───── TEXT UNDER STUDY

Beyond the twelve, there are also others who are called ‘apostles’ by Scripture and who are indeed sent by God. But is that it? Or is there another dimension to those (or perhaps some of those) who are called apostles in scripture?

As far as I can tell, the only reason we might ascribe such an especially high status to apostleship is that Paul was an apostle, and many of his letters to churches and individuals are in the canon of Scripture. But does this necessarily mean anything to our definition of an apostle, or is it something unique to the particular role Paul was called (as an apostle) to play? Were John Mark, Luke, James, and Jude necessarily apostles, since they all wrote Scripture? I think this group is better defined by the term ‘prophets,’ or better yet “holy men of God” (2 Pet 1:20). Must an apostle be one who has a special revelation from God? Could Paul’s assertion of apostleship (“Am I not an apostle?” -1 Cor 9:1) be merely taken as, “Was I not sent to you by God?” and stand parallel to his freedom as a Christian, his special commission from Jesus, his role in bringing the gospel to the Corinthians. Verse 2 could then be paraphrased, “Even if I wasn’t sent by God to anyone else, you can’t deny that it was He who sent me to you.” Therefore the Corinthians were to heed what Paul said, just as the Ninevites to Jonah, or Israel to their Messiah (Deut 18:15).

What special deference should we grant to one whom we recognize as an apostle?

Are apostles infallible? No, as was pointed out, Peter (Gal 2:11-13) was in the wrong, and led others astray by his wrongdoing.

Do they alleviate our need to be taught by the Spirit through Scripture? Certainly not! The Bereans were commended for confirming what was taught to them by comparing the Apostles’ teaching to the Scriptures. (See also: Ps 138:2)

So what is it exactly that an apostle does that differs from, say, an elder?

One difference I see is that an elder is appointed within the context of a local church, that is, if Mr. X is an elder at his home church, he is not an elder when he visits another church. This is not the case with spiritual gifts, which are given to the whole Church. Therefore an evangelist is an evangelist no matter what context he is in, as a pastor4 is to shepherd God's people everywhere he finds them, an apostle is in every situation an apostle, etc. (Eph 4:11-13). It is certainly possible—and indeed quite likely—that an elder also have spiritual gift(s) and exercise them as a compliment to his elder-role.

──────────
───── EXTRACTED ENTRIES

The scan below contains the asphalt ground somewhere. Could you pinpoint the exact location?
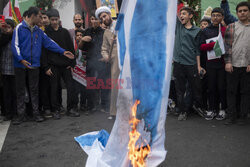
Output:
[0,107,250,167]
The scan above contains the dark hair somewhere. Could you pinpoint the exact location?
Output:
[200,17,211,24]
[5,19,15,29]
[41,10,48,16]
[236,1,250,12]
[73,13,83,20]
[27,6,40,17]
[180,7,194,15]
[211,7,224,16]
[75,29,84,35]
[48,9,60,18]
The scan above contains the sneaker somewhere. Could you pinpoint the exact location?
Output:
[12,116,26,125]
[193,105,207,118]
[67,109,80,117]
[178,112,187,121]
[53,111,61,120]
[215,110,226,121]
[205,111,216,121]
[44,110,53,118]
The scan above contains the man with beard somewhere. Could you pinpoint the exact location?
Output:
[224,1,250,125]
[95,6,120,119]
[69,14,84,41]
[173,7,208,121]
[42,9,80,119]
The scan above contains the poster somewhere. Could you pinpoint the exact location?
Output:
[96,0,118,17]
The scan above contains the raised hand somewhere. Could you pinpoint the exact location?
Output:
[63,51,75,59]
[82,36,92,42]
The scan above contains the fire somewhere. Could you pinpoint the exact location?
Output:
[128,100,150,167]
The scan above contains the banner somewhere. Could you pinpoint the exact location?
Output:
[3,0,22,25]
[72,59,87,86]
[75,0,177,167]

──────────

TASK 1: In the text about apostles, rewrite the paragraph that begins "One difference I see" as a brief bulleted list that keeps its main facts.
TASK 2: Restate word for word the part of the text about apostles from "Do they alleviate" to "say, an elder?".
TASK 3: Take the text about apostles further, continuing on from its final sentence.

TASK OUTPUT 1:
- An elder is appointed within a local church. If Mr. X is an elder at his home church, he is not an elder when he visits another church.
- Spiritual gifts are different because they are given to the whole Church.
- An evangelist, a pastor, and an apostle keep that role in every context (Eph 4:11-13).
- An elder may also have spiritual gifts, and this is quite likely. He can exercise them alongside his role as elder.

TASK OUTPUT 2:
Do they alleviate our need to be taught by the Spirit through Scripture? Certainly not! The Bereans were commended for confirming what was taught to them by comparing the Apostles’ teaching to the Scriptures. (See also: Ps 138:2)

So what is it exactly that an apostle does that differs from, say, an elder?

TASK OUTPUT 3:
Another role I see as apostolic is in the establishment of leadership in a new church, i.e., the appointment of elders and deacons in new churches. That is, perhaps an apostle is one who looks after churches in a similar way that shepherds (“pastors”) look after individual Christians.

If this is true, then I tend to agree with what Diane said, that “Most missionaries are evangelists, a few are apostles” and I would add that apostleship seems to be most active in arenas with emerging churches (the “mission field”) where new churches full of new believers need guidance and accountability that cannot yet be found from within.

This post is merely the product of an evening of thought and I welcome and encourage any input and further ponderings on the subject.

0 Yay for Firefox!
1 As in "cessationists"
2 Sadly, in contrast, the Reformation's rejection of potpourri has fallen by the wayside to most of modern Christendom.
3 Good to know he can laugh at himself. (Eph 4:14)
4 In contemporary American culture, "pastor" often means one of the leaders of a church (or the *shudder* only */shudder* one). This can be confusing, because technically he should be called an elder (or in some cases a teacher).

1 comment:

  1. Tim,

    Thanks for your thoughts! I appreciate your stopping by Cerulean Sanctum and widening the discussion. I think this is a very important topic and you've added whatever bits I failed to. (Practically, I could have written another dozen pages on this issue, but who would scroll through a *BLOG* post that long--that's more like a doctoral thesis, right?)